◆ CONSEGNA A
Cita testualmente dalla recensione del documentario Stavamo bene insieme tutto ciò che va da "C’è qualcosa che" fino a "Stavamo bene insieme.".
◆ CONSEGNA B
Nella recensione del documentario Stavamo bene insieme, trasforma in un elenco puntato il paragrafo che inizia con "Il ventre di San Siro", mantenendone i fatti principali.
◆ CONSEGNA C
Prosegui la recensione del documentario Stavamo bene insieme dal punto in cui si interrompe.
═════ ESTRATTO DELLA PAGINA ═════
Il film: Stavamo bene insieme, 2022. Regia: Mattia Molinari.Cast: Massimo Ambrosini, Gennaro Gattuso, Filippo Inzaghi, Paolo Maldini, Alessandro Nesta, Andrea Pirlo. Genere: Documentario. Durata: 96 minuti. Dove l’abbiamo visto: su DAZN.
Trama: Il racconto del Milan di Carlo Ancelotti dal 2001 al 2007, da Manchester ad Atene, nel dialogo tra sei dei cosiddetti ‘Meravigliosi’ protagonisti di un’epoca leggendaria, nel segno delle grandi notti di Champions League.
C’è qualcosa che accomuna epoche diverse, vittorie diverse, gruppi diversi. A maggio il Milan è tornato a vincere lo scudetto a distanza di undici anni da quell’ultimo rigurgito di quell’ultimo grande gruppo rossonero dell’epopea berlusconiana. L’affiatamento della squadra ha fatto la differenza, e si è ripetuto in questi mesi. Se tutto questo è vero, il terzo grande Milan di Berlusconi, guidato da Carlo Ancelotti, su questa filosofia ha costruito un ciclo di trionfi, di cadute clamorose e rivincite insperate. Riviviamo il grande Milan di Ancelotti nella recensione di Stavamo bene insieme.
Stavamo bene insieme, la trama: romanzo rossonero
Il ventre di San Siro a far da cornice. Al centro sei amici. Un passato da compagni di giochi. Si ritrovano finalmente insieme dopo tanti anni, dopo parecchie gioie e qualche delusione. Il narratore è Massimo Ambrosini. L’ex 23 rossonero è il cantastorie principale, affiancato dal mentore del racconto: Paolo Maldini. La chiacchierata con la spina dorsale di quella squadra, da Nesta a Gattuso, da Pirlo a Inzaghi sembra isolarli dal mondo, e lasciare fuori noi spettatori e tifosi da quel cerchio, impegnati a osservarli beatamente, come fedeli in adorazione.
═════ DATI FORNITI ═════
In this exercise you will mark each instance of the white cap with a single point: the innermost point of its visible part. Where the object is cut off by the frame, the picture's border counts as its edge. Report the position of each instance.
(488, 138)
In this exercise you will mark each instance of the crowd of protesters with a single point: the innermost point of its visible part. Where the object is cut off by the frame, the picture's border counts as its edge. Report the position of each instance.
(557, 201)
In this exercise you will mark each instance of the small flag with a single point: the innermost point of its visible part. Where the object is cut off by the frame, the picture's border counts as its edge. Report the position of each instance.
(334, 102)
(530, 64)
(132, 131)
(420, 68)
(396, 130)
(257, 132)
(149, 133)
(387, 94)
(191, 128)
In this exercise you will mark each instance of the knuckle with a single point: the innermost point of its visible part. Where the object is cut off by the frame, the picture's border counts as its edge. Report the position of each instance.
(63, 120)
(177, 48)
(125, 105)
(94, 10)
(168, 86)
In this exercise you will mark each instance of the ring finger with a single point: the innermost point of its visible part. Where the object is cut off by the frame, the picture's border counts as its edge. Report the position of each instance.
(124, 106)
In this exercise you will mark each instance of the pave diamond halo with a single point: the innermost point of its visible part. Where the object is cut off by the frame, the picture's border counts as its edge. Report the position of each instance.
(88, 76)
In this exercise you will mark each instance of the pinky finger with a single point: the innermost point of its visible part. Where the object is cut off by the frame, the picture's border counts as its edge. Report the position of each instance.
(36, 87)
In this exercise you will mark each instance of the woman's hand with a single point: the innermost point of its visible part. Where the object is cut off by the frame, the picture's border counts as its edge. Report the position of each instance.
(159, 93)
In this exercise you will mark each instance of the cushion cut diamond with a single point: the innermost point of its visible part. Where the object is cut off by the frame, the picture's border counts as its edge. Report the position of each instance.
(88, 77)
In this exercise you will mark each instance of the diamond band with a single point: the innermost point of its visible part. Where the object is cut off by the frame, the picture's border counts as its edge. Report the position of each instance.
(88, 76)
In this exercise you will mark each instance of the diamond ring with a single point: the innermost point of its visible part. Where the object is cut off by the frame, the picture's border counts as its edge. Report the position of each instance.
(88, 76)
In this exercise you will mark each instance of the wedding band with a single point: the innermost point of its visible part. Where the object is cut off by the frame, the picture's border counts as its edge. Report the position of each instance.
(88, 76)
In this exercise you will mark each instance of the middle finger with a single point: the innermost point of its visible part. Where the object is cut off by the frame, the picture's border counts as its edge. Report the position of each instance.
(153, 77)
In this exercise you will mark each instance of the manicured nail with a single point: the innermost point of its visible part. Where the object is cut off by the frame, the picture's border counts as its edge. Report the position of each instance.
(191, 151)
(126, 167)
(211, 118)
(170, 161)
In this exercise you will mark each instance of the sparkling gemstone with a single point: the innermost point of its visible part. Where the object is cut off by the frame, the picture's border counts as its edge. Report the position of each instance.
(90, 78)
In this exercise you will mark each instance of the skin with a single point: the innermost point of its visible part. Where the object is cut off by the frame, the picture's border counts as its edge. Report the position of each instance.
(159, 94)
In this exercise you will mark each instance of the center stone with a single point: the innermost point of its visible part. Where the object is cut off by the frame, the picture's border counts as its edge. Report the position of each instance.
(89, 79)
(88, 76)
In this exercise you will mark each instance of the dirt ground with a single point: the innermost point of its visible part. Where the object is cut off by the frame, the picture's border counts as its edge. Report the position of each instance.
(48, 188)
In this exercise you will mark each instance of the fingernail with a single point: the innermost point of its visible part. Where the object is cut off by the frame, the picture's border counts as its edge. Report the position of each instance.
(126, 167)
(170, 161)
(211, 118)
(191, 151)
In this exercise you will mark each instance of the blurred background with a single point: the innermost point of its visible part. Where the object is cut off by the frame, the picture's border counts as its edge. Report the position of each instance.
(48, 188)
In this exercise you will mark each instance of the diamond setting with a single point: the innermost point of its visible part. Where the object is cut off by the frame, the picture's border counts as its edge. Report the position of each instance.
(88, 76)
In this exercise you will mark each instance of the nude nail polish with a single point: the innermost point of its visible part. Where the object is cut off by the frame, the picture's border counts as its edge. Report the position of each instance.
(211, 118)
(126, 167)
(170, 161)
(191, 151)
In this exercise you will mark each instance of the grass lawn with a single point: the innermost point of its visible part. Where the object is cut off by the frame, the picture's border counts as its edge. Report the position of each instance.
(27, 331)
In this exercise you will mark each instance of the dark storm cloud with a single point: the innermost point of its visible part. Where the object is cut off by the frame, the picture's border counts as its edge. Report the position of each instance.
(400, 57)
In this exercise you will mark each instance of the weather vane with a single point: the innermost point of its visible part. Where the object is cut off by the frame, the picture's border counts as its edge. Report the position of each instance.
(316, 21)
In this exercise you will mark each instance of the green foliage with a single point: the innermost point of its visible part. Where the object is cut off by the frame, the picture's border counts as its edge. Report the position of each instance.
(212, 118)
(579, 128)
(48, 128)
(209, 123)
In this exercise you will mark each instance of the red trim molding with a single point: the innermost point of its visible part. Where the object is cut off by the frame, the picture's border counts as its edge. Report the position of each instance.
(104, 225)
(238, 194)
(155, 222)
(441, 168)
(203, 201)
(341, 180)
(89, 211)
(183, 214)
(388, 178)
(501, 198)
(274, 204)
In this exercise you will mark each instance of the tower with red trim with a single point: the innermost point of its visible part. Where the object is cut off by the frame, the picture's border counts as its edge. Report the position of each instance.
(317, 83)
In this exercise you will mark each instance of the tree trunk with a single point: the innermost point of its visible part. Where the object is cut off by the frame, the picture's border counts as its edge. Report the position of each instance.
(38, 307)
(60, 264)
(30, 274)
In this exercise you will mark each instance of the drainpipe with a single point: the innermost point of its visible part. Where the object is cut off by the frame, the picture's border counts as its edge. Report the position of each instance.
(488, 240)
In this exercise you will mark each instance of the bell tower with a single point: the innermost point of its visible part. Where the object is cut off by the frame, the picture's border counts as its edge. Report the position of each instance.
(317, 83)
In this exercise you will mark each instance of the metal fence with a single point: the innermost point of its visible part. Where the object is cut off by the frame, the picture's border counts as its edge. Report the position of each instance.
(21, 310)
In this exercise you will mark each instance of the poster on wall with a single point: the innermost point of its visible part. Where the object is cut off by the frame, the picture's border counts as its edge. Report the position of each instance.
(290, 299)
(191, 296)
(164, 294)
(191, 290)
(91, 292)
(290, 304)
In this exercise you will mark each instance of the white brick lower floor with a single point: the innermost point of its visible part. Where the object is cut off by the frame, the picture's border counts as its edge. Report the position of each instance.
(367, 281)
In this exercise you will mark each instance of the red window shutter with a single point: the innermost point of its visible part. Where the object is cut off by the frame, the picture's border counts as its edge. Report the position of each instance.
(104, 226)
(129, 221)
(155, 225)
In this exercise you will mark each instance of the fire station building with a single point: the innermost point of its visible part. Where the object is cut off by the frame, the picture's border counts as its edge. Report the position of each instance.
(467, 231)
═════
◆ RISPOSTA SCRITTA A
C’è qualcosa che accomuna epoche diverse, vittorie diverse, gruppi diversi. A maggio il Milan è tornato a vincere lo scudetto a distanza di undici anni da quell’ultimo rigurgito di quell’ultimo grande gruppo rossonero dell’epopea berlusconiana. L’affiatamento della squadra ha fatto la differenza, e si è ripetuto in questi mesi. Se tutto questo è vero, il terzo grande Milan di Berlusconi, guidato da Carlo Ancelotti, su questa filosofia ha costruito un ciclo di trionfi, di cadute clamorose e rivincite insperate. Riviviamo il grande Milan di Ancelotti nella recensione di Stavamo bene insieme.

◆ RISPOSTA SCRITTA B
- Ambientazione: il ventre di San Siro.
- Al centro sei amici con un passato da compagni di giochi, che si ritrovano insieme dopo tanti anni, dopo parecchie gioie e qualche delusione.
- Narratore principale: Massimo Ambrosini, l'ex 23 rossonero.
- Al suo fianco, come mentore del racconto, Paolo Maldini.
- Alla chiacchierata partecipa la spina dorsale di quella squadra: Nesta, Gattuso, Pirlo e Inzaghi.
- Il dialogo sembra isolarli dal mondo e lasciare fuori spettatori e tifosi, che li osservano come fedeli in adorazione.

◆ RISPOSTA SCRITTA C
Intervallato da guest star d’eccezione come il leader di quella truppa, Carlo Ancelotti, i grandi rivali Gigi Buffon Rafa Benítez, e la presenza protettiva di Adriano Galliani, Stavamo bene insieme svela ciò che è stato in realtà il Milan dei Meravigliosi: un esempio calibrato di letteratura sportiva contemporanea, un romanzo rossonero da aggiungere alla già nutrita libreria di racconti di questa gloriosa società. Diviso in tre tappe, tre capitoli che consegnano quel Milan alla leggenda del calcio europeo e che si potrebbero riassumere in tre atti vissuti da un protagonista qualsiasi di un romanzo qualsiasi. L’Ascesa (Manchester 2003), la Caduta (Istanbul 2005) e la Rinascita (Atene 2007). Ma questo non è un romanzo qualsiasi, è un romanzo rossonero. Dal sogno all’incubo fino alla rivincita. Perché dopo Istanbul c’è sempre Atene.
Ascesa (Manchester 2003)
“Tutto parte quando lui sbaglia il rigore a Torino” afferma Ambrosini indicando Inzaghi. Il 4 novembre 2001 il Milan di Fatih Terim vive di picchi clamorosi e cadute improvvise. Il momento è delicato e nella trasferta contro i granata Inzaghi, uno dei fiori all’occhiello del calciomercato estivo, sbaglia il rigore decisivo. Il giorno dopo Galliani convince il presidente Berlusconi a cambiare allenatore. “Via l’Imperatore turco. Proviamo con Ancelotti”, esclama il Condor.
L’eroe del 5-0 al Real Madrid del Milan di Sacchi, grimaldello imprescindibile nello scacchiere dell’undici rossonero degli Immortali, Carlo Ancelotti, è in procinto di tornare a Parma dopo il biennio juventino avaro di trofei ma ricco di punti, ben 144 in soli due campionati.
Davanti a una colazione ricca di pane, salame, culatello e Lambrusco, Galliani sente che il richiamo del Milan per Carletto è troppo forte. A Milanello Ancelotti torna a distanza di anni e trova una situazione complicata, ma rimette in carreggiata la squadra, qualificandola ai preliminari della Champions 2002-2003.
Spesso sulla carta sono le partite meno complicate a togliere la maschera e rivelare il volto dell’imprevisto. Per quel Milan il primo ‘sliding door’ si chiama Slovan Liberec, modesta compagine ceca.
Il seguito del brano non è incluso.